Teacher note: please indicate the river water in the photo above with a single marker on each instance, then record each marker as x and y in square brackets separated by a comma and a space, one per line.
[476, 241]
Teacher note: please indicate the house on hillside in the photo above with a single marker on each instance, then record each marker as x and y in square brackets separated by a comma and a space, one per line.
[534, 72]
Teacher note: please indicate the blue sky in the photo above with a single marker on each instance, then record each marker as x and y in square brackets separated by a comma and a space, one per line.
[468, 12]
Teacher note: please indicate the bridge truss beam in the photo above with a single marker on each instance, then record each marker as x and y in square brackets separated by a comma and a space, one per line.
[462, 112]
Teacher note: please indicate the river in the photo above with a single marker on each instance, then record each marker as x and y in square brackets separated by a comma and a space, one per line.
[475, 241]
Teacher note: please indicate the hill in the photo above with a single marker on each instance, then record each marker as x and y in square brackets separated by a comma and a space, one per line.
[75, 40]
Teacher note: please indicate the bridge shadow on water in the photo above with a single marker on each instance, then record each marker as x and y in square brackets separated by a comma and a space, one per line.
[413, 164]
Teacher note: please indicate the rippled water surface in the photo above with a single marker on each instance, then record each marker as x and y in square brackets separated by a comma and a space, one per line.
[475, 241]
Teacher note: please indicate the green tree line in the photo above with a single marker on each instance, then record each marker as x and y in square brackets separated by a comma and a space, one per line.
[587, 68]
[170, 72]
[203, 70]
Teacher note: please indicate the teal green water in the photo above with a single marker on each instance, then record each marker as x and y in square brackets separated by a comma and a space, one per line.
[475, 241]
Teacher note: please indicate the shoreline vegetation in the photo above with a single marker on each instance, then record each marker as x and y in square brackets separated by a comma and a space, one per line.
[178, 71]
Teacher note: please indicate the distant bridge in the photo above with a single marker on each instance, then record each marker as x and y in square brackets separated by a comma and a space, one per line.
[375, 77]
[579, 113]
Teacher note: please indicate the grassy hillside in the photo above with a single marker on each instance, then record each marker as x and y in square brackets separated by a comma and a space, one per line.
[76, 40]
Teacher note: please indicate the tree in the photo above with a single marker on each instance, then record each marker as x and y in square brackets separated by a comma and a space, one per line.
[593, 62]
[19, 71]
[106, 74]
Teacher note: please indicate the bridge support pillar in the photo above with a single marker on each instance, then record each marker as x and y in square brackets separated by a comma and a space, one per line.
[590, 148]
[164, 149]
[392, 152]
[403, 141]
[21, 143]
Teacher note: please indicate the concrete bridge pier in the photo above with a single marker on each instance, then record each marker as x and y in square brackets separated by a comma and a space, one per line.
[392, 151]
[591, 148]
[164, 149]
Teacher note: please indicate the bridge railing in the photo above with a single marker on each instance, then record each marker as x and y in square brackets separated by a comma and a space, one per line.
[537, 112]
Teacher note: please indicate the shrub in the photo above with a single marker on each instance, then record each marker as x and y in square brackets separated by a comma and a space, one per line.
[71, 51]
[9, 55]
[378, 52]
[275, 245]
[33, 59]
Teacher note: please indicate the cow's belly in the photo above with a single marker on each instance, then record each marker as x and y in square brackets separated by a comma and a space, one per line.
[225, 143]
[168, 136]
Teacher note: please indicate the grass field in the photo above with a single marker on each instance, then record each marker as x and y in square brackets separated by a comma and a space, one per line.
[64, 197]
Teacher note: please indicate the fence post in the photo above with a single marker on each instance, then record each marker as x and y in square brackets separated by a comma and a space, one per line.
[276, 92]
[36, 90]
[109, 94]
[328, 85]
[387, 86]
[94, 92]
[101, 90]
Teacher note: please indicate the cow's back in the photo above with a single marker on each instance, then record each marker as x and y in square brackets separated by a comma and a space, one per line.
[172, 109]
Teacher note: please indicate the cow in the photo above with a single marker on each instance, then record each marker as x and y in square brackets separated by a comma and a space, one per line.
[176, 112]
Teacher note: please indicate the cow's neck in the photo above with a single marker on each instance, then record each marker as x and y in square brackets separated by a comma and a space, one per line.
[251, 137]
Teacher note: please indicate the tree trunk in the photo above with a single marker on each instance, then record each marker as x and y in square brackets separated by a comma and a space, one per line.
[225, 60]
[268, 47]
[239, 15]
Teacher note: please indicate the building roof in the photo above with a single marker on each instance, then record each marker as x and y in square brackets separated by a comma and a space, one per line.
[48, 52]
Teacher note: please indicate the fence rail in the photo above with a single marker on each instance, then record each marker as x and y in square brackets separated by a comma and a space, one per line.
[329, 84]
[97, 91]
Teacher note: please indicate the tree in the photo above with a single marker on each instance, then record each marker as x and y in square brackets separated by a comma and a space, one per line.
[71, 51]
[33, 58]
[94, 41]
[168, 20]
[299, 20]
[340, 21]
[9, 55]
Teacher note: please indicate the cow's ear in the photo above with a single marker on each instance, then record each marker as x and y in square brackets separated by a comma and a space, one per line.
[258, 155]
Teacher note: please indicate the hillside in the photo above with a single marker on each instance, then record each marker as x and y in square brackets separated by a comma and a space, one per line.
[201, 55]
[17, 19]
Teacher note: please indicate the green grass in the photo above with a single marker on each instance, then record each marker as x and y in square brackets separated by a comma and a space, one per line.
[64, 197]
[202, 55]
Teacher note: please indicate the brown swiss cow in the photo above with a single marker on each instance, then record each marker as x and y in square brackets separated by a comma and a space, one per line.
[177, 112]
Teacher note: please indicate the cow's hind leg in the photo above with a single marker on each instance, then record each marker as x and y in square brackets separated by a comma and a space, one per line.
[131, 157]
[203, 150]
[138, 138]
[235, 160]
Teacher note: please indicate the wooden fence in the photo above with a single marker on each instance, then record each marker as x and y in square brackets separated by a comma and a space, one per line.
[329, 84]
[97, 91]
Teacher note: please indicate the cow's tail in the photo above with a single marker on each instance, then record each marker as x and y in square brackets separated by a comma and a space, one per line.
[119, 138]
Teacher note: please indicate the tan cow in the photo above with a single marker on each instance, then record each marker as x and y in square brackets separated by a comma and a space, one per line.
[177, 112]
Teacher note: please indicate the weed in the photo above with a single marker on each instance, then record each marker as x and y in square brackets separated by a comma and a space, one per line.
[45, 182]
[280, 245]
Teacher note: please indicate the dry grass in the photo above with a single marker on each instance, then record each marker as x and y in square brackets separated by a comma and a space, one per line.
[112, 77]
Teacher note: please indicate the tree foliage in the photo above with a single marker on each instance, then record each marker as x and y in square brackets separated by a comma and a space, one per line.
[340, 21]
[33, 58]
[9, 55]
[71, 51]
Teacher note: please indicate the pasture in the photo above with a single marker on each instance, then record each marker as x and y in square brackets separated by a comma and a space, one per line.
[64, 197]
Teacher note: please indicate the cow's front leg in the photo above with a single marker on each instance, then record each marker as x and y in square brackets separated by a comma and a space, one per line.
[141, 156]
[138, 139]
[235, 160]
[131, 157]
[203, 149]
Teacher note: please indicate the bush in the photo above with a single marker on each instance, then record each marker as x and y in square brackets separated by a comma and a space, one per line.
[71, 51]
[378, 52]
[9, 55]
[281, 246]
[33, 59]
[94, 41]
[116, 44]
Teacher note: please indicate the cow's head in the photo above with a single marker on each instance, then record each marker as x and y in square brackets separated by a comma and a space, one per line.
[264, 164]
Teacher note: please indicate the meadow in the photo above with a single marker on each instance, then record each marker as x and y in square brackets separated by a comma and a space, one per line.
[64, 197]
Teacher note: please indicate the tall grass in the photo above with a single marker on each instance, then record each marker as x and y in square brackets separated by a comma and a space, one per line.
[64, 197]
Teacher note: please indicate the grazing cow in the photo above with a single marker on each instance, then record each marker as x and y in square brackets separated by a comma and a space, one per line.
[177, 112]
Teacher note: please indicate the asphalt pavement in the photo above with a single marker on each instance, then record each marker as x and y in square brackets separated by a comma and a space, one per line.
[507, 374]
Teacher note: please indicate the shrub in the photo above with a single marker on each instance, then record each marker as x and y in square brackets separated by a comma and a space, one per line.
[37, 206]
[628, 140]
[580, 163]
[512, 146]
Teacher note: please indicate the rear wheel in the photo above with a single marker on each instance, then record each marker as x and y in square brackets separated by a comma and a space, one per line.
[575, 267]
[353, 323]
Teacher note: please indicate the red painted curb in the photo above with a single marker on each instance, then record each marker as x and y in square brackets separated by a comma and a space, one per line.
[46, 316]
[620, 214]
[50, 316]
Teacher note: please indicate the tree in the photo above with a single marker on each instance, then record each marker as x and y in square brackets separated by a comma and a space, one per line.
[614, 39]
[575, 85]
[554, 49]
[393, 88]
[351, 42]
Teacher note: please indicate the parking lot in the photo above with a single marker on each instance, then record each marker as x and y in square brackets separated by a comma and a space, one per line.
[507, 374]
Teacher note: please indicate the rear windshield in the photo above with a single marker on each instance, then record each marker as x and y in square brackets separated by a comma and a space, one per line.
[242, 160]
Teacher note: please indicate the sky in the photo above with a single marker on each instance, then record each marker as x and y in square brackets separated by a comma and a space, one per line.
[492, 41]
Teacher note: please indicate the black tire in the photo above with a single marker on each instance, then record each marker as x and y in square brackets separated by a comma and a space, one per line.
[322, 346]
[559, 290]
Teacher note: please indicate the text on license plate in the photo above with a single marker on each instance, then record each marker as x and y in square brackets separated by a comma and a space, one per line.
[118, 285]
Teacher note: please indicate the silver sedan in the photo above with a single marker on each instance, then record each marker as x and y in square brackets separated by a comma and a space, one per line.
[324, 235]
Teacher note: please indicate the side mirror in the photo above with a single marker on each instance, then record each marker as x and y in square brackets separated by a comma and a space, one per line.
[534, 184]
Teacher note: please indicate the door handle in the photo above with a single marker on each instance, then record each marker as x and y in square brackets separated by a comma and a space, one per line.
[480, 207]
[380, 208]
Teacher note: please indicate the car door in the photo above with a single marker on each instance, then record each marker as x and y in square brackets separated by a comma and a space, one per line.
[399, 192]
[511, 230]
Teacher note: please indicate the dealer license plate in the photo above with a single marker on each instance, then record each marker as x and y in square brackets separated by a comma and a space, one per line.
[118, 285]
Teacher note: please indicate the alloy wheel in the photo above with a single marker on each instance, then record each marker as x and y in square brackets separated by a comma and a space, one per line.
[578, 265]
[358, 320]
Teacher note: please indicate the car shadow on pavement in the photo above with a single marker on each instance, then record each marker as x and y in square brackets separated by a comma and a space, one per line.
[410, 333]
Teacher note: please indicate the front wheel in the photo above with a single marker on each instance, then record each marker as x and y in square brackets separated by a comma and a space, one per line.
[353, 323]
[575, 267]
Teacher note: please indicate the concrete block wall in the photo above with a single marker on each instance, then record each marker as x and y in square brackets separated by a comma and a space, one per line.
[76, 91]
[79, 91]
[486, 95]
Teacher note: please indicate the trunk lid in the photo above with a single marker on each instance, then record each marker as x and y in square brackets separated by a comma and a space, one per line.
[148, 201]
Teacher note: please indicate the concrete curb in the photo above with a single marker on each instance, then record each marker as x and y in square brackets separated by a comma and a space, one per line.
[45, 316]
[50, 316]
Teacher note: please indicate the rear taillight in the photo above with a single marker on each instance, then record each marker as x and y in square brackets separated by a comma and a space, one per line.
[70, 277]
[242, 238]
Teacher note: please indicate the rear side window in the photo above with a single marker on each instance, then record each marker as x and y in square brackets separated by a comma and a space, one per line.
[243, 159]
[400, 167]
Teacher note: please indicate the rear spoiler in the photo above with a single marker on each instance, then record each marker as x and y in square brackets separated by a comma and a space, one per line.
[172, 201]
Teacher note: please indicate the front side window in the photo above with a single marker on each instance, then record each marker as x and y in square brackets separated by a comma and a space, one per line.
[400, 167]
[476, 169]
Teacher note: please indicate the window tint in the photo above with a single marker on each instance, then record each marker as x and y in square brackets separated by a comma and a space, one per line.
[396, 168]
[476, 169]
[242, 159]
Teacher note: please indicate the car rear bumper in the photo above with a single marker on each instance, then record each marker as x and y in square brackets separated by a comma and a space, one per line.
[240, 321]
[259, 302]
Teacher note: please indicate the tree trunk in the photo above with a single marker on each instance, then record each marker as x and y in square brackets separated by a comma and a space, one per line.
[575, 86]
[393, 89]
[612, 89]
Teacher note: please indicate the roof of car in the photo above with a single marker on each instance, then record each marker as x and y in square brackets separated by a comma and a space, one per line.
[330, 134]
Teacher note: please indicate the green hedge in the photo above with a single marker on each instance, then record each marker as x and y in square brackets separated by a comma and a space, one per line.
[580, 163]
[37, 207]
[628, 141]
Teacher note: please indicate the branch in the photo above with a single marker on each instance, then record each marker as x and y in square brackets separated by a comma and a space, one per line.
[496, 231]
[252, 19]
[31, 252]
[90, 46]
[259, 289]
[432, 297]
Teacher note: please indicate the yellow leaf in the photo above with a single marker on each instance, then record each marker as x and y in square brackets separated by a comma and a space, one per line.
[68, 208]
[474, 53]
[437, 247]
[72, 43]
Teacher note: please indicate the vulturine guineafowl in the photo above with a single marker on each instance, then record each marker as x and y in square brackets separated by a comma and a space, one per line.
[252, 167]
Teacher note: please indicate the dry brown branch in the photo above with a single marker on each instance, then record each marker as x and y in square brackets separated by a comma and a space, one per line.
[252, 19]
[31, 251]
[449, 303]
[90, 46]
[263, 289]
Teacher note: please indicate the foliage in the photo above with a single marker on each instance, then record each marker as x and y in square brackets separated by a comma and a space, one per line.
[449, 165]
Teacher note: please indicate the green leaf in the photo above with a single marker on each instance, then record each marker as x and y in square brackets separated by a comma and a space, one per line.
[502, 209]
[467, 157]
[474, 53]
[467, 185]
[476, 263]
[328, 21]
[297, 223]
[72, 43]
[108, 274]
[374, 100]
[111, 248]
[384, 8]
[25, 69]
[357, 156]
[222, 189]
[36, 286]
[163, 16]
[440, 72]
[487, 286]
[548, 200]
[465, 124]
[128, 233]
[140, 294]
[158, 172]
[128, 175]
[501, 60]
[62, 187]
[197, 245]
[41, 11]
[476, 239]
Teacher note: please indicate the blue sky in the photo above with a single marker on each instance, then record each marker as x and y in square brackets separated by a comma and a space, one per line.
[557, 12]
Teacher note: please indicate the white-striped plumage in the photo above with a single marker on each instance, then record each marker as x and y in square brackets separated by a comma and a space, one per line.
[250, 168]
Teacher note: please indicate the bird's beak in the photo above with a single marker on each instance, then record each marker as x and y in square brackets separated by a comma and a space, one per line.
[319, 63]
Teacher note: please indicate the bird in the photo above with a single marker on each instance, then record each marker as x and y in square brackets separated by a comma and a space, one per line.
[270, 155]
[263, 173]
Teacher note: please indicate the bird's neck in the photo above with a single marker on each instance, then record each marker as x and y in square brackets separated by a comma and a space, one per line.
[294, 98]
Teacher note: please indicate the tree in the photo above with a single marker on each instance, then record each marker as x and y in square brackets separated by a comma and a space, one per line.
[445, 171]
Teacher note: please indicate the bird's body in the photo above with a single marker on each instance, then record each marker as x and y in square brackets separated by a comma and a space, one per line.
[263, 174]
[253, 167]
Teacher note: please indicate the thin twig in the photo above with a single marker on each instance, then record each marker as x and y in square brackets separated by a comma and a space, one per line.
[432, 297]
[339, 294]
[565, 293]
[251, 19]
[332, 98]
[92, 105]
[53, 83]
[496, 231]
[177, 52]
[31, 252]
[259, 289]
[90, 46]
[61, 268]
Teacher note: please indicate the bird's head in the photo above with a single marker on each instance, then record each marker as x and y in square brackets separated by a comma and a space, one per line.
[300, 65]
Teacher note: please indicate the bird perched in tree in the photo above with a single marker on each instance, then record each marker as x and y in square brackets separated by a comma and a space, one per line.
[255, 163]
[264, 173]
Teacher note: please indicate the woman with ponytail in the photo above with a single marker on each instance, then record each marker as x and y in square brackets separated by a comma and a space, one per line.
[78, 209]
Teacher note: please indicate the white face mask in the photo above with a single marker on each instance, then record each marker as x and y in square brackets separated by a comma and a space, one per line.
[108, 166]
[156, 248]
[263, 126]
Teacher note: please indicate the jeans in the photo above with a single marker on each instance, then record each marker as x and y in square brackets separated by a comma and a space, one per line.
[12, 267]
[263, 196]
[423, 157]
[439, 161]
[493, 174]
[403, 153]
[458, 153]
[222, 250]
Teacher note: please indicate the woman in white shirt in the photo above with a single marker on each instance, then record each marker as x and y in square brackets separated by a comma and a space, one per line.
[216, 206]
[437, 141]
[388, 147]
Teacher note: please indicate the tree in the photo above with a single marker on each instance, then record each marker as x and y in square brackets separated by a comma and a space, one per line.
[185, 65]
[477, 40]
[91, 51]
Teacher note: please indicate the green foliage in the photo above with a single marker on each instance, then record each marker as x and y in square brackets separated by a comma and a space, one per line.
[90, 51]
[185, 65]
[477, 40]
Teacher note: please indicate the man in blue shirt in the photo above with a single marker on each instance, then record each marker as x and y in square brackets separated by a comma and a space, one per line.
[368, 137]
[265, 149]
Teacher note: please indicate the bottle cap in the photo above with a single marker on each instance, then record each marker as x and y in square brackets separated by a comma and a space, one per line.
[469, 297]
|---|
◆ **Work instructions**: Take every line from the one containing "Teacher note: please indicate the woman with" to the end of the listing and output it exactly, with nothing else.

◆ **Output for this task**:
Teacher note: please indicate the woman with ponytail in the photo above with a single marker on each instance, then record each marker as x and y in square brackets separated by a comma and a space, one per line.
[78, 209]
Teacher note: please indicate the white face mask in the photo above with a single marker on each instance, then record each marker as x and y in square brackets separated by a comma and a space, one per line.
[108, 166]
[156, 248]
[263, 126]
Teacher note: please indicate the jeans in the photo above with a single marker on each instance, then record each marker as x and y in square brackets separated by a comma and a space, one per line.
[12, 267]
[263, 196]
[423, 157]
[439, 161]
[493, 174]
[403, 153]
[458, 153]
[222, 250]
Teacher note: please indicate the woman in white shirt in the photo above with a single marker on each instance, then record each marker as x and y in square brackets separated by a comma and a space, one per line.
[216, 206]
[437, 141]
[388, 147]
Teacher note: please indicate the tree in the photo above with a single marker on each instance, then record each marker as x and y in square brackets separated by a comma and a space, one per line.
[185, 65]
[477, 40]
[91, 51]
Teacher note: please indicate the green foliage in the photo above with a single marker on each instance, then record each marker as x and y in square brackets separated by a comma and a space, one per line.
[90, 51]
[185, 65]
[477, 40]
Teacher note: please indicate the man in blue shirt in the photo above with a single marker on each instance, then record each marker as x and y in square brackets separated by a comma and a space, one per line.
[368, 137]
[265, 149]
Teacher note: please indicate the bottle cap in the photo above with a single marker on each instance, then record each marker as x and y in square brackets separated by a comma and a space, one per line.
[469, 297]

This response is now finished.